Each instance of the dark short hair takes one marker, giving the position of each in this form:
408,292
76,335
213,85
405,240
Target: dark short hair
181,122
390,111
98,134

____

- ASSIGNED TASK
From top to bottom, please output the material exactly.

- FINISHED TASK
Each instance of the dark short hair takes one marker, giving the position of each in this form:
408,292
76,335
213,85
405,240
Target: dark short hair
181,122
390,111
98,134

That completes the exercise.